- [Request]:
Rewrite the listing from its beginning through the line holding "[[[12,168],[12,156],[10,148],[13,142],[0,142],[0,167]]]", inclusive, with the requests kept as they are and each coordinate in the answers adjusted by -66. Leave the pictures out.

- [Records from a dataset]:
################

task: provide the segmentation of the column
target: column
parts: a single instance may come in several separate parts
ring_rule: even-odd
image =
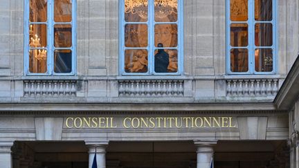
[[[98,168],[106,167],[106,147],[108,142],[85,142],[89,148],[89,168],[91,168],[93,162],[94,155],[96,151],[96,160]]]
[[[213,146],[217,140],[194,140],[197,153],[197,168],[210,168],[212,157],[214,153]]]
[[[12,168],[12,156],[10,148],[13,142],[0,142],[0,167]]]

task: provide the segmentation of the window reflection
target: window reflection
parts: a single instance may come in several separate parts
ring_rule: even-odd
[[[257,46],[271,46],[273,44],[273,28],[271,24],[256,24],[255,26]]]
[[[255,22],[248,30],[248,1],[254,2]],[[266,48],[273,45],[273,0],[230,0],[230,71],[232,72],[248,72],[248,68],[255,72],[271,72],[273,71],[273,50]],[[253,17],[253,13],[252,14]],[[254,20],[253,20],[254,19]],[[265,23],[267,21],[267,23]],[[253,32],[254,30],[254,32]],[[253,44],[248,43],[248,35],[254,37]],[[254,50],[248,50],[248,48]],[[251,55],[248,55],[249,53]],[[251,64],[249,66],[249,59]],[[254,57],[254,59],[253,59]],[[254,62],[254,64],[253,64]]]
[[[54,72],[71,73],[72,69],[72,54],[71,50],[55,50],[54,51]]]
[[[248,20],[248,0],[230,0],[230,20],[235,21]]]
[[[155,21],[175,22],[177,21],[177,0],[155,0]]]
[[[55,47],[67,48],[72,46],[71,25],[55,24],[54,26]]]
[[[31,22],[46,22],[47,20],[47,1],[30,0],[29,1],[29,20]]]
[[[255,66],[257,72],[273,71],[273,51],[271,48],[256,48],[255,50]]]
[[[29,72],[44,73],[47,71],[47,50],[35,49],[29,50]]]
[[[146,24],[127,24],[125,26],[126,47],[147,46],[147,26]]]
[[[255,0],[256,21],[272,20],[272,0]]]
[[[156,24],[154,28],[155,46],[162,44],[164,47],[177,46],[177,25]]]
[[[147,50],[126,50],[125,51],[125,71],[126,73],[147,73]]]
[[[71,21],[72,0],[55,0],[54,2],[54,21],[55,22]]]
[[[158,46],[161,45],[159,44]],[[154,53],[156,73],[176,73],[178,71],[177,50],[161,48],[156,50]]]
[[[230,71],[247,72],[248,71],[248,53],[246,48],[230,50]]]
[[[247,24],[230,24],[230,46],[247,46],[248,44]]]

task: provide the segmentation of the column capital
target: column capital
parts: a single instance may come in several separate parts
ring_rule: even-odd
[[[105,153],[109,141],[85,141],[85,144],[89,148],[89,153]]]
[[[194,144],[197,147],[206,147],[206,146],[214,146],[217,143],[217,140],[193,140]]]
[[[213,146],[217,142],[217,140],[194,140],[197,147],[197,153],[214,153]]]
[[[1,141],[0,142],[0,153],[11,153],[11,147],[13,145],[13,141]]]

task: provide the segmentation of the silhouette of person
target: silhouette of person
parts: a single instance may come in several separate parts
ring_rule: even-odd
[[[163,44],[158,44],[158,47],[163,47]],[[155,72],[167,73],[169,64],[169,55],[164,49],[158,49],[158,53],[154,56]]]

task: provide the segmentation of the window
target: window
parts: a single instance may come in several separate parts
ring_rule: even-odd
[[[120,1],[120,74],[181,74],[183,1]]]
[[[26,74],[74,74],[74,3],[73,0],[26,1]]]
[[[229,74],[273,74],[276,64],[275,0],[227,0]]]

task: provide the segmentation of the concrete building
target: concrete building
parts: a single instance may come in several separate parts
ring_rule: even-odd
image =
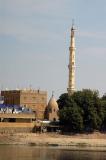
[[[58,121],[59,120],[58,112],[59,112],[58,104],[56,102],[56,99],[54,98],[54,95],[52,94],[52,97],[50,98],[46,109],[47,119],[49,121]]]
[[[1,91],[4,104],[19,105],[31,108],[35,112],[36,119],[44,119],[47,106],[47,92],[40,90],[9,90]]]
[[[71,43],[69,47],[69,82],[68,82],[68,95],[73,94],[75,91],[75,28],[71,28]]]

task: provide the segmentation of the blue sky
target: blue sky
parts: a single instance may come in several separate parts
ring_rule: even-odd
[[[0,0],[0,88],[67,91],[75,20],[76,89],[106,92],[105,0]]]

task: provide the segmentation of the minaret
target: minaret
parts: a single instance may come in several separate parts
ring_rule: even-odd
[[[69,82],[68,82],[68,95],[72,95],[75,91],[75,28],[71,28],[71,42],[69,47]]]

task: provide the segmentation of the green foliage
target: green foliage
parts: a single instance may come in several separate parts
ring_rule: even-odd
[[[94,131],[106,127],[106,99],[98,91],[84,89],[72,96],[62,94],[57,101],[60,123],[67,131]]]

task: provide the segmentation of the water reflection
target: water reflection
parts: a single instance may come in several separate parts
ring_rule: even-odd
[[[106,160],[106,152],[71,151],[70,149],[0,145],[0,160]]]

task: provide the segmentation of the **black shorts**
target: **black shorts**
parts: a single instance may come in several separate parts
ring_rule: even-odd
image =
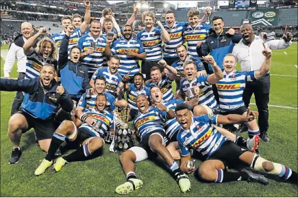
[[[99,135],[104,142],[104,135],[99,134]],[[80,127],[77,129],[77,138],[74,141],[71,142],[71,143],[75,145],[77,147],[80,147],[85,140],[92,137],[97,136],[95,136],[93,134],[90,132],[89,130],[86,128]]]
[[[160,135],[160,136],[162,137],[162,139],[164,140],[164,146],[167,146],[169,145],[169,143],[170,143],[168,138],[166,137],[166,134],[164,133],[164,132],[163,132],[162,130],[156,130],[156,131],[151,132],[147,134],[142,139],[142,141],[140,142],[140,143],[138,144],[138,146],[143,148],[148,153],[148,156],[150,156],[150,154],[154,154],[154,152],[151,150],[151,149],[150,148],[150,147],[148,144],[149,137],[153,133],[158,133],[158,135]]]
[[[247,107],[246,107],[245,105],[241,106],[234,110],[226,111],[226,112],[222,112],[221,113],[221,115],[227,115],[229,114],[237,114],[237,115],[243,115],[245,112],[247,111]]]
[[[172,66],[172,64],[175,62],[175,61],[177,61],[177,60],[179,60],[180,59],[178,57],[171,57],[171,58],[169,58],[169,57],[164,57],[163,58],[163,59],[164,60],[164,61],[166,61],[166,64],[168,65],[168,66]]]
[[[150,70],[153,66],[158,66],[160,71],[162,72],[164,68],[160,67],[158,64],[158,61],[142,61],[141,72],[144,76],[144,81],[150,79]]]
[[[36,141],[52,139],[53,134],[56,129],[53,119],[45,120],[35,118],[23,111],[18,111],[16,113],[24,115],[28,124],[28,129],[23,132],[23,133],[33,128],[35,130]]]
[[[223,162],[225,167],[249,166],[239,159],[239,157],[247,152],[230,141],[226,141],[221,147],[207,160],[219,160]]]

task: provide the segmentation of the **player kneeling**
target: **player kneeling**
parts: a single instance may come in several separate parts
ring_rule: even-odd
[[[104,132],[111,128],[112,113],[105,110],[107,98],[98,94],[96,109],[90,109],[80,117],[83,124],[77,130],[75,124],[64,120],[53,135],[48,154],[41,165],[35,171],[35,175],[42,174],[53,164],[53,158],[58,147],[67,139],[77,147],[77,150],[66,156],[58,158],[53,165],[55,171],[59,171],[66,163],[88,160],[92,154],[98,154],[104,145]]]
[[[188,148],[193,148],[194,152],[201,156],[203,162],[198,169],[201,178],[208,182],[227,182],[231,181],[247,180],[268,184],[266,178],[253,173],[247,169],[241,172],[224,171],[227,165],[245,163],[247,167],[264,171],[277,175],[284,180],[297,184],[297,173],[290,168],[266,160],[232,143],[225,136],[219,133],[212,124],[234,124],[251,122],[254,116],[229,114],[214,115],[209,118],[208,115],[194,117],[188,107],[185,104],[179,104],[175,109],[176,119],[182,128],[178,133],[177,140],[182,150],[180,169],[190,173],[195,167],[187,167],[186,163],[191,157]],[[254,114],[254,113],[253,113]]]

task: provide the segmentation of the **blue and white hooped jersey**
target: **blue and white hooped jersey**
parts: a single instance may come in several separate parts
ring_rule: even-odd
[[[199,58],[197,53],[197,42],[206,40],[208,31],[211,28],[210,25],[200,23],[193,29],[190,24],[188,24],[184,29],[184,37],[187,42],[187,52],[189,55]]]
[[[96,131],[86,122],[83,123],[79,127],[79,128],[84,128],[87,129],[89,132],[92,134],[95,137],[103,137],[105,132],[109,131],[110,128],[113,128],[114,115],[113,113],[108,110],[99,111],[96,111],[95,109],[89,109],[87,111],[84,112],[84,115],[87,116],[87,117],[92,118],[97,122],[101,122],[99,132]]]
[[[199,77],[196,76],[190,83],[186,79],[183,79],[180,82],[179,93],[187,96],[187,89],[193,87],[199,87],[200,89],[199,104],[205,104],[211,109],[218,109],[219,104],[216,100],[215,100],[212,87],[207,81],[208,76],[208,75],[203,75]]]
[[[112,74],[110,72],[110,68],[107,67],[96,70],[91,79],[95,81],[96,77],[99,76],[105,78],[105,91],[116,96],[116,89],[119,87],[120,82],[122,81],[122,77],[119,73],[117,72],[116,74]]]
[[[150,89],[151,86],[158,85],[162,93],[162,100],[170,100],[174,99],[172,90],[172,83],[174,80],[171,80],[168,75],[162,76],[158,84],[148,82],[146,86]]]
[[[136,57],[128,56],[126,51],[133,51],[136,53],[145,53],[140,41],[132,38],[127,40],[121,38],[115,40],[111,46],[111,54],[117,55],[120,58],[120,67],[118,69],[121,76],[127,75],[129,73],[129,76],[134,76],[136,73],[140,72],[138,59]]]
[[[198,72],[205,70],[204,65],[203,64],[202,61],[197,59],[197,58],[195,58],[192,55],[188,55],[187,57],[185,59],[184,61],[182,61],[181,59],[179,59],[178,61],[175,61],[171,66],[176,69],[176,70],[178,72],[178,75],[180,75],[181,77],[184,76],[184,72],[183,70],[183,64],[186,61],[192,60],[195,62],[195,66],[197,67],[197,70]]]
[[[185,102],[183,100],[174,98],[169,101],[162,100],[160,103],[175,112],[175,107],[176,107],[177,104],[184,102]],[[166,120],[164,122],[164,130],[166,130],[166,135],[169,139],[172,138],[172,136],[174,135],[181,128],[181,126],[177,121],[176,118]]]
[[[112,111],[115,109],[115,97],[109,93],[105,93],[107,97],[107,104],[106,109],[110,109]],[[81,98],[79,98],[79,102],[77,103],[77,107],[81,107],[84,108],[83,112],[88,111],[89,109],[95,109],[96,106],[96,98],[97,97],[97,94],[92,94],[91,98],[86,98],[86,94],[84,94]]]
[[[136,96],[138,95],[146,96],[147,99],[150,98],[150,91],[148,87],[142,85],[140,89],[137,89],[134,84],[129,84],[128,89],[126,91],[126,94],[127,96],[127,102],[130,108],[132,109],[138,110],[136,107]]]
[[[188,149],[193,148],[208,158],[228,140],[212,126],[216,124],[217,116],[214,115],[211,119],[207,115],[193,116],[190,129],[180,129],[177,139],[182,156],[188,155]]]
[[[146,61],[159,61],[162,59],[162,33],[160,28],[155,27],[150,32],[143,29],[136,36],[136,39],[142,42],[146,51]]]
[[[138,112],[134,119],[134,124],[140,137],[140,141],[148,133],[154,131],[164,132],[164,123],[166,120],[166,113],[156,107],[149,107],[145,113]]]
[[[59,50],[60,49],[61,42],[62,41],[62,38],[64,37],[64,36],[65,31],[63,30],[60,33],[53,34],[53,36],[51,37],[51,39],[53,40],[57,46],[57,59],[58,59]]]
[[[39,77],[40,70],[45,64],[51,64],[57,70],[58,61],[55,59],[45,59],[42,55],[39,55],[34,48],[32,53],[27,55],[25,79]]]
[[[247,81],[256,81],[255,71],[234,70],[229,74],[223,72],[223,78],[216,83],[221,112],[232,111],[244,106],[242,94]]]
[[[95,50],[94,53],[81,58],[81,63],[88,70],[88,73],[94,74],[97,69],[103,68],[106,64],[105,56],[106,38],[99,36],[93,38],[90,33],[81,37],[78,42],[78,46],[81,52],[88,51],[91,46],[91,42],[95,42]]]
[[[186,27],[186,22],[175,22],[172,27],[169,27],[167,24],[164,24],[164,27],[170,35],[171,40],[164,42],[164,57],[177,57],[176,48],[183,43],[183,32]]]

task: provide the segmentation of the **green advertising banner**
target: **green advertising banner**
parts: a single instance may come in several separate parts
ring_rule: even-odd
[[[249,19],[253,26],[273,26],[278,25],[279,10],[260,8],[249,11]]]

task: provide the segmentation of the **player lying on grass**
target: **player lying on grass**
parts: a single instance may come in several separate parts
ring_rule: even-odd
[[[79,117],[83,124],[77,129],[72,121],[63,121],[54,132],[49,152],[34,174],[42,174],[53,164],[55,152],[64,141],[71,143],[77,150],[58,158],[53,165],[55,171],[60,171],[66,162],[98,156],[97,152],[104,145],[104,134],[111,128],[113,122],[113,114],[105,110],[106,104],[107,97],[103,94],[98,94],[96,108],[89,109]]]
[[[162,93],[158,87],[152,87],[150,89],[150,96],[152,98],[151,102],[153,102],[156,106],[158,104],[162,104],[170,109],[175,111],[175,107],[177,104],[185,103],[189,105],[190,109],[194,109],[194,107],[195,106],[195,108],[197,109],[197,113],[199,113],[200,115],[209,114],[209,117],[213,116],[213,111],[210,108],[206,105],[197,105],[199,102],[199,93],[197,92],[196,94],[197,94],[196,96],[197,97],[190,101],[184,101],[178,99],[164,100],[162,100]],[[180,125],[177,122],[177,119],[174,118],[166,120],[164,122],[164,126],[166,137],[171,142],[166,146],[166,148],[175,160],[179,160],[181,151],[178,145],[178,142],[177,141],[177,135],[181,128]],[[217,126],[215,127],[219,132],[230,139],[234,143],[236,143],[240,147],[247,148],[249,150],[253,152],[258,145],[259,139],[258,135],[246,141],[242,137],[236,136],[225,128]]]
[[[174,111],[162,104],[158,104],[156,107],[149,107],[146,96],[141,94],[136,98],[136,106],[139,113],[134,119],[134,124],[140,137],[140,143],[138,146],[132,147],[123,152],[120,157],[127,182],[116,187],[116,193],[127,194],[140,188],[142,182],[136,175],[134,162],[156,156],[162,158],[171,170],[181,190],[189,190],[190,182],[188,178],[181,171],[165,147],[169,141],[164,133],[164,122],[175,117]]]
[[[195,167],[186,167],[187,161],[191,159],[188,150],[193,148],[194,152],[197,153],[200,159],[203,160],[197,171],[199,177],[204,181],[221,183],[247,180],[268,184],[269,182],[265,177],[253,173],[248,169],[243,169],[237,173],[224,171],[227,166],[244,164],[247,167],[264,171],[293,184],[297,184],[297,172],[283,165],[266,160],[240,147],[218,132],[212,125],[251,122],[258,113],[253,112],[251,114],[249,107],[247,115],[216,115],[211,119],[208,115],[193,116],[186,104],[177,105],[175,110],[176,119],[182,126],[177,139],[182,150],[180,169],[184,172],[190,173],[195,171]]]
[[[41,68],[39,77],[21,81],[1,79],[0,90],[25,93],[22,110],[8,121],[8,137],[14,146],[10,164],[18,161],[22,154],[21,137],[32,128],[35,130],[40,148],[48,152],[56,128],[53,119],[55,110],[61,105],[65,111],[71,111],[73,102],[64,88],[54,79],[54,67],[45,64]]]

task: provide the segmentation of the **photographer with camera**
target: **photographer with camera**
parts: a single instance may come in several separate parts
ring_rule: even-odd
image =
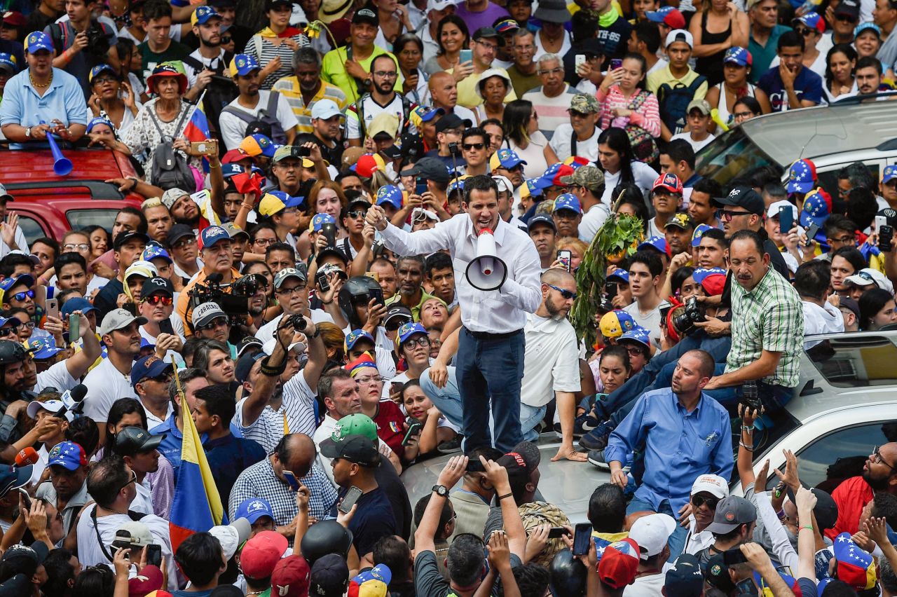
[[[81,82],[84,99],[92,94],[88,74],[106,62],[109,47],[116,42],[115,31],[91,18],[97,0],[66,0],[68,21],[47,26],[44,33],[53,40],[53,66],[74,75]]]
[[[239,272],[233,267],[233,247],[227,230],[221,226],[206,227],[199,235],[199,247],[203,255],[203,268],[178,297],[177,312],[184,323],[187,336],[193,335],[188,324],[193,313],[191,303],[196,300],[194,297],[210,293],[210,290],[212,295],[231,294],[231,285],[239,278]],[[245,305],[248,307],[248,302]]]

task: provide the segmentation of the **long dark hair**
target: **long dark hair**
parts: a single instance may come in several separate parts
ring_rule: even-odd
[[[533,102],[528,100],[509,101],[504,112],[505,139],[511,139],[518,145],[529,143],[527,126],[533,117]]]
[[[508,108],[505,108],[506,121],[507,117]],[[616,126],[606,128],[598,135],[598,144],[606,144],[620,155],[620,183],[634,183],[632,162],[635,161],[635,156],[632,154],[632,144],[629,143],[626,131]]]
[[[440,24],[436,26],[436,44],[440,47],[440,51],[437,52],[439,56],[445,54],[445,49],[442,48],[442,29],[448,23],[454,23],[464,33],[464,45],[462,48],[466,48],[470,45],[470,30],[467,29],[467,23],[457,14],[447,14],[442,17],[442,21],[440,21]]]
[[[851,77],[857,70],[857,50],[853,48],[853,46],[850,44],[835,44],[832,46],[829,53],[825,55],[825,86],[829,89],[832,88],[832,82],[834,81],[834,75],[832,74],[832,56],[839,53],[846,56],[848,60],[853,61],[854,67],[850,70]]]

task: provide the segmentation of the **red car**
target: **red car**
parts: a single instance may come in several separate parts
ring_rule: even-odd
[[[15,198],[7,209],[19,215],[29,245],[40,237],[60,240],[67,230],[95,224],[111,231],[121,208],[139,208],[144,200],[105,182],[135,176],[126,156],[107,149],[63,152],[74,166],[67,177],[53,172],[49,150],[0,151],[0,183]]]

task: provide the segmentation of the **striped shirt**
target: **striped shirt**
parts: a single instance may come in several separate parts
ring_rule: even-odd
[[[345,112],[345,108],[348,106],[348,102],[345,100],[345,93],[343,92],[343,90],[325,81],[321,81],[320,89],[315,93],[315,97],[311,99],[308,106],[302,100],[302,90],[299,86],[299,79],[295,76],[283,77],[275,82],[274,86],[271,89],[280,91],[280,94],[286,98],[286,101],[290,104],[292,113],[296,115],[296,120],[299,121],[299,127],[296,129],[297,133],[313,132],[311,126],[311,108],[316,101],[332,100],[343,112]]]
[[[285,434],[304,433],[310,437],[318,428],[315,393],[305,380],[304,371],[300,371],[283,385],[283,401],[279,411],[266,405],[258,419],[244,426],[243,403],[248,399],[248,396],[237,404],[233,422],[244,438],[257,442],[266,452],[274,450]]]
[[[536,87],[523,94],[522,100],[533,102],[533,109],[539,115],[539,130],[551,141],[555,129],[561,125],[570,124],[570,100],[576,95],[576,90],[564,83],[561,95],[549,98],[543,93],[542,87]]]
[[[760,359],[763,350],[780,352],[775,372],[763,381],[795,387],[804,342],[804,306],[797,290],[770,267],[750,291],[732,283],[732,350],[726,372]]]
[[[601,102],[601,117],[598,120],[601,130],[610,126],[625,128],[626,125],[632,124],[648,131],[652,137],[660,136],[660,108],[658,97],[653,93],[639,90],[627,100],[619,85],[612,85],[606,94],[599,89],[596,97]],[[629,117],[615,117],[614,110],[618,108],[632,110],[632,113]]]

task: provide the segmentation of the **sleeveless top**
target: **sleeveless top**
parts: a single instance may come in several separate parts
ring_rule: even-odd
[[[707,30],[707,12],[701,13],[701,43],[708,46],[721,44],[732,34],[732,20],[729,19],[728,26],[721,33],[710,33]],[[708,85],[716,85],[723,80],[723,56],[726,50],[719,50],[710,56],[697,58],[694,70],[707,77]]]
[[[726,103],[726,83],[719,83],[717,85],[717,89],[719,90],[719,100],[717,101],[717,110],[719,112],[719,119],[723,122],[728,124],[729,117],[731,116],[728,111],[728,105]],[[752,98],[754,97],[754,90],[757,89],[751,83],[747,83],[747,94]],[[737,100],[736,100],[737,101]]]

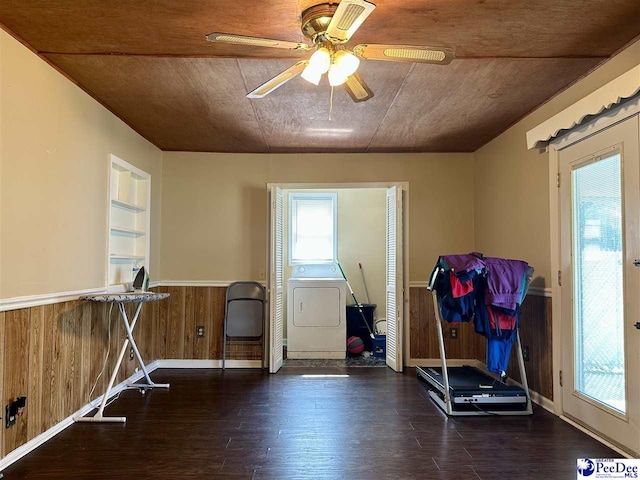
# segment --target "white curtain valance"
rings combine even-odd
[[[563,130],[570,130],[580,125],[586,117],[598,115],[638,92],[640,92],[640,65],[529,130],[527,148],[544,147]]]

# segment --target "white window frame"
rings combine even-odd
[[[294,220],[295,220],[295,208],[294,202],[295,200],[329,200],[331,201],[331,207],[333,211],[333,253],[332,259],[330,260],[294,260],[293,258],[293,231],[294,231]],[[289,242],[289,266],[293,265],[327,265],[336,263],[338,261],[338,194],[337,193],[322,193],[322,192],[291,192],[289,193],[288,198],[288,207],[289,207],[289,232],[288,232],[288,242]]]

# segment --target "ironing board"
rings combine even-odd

################

- [Response to this task]:
task: provide the segmentation of the column
target: column
parts: a single instance may come in several separate parts
ring_rule: even-odd
image =
[[[32,102],[40,101],[40,81],[42,76],[19,76],[23,82],[23,102],[25,102],[27,96],[28,89],[30,85],[30,94]]]
[[[147,80],[151,74],[128,74],[131,87],[131,102],[144,102],[146,91],[148,87]]]
[[[-54,102],[-54,90],[-56,82],[-53,76],[-66,76],[-66,101]]]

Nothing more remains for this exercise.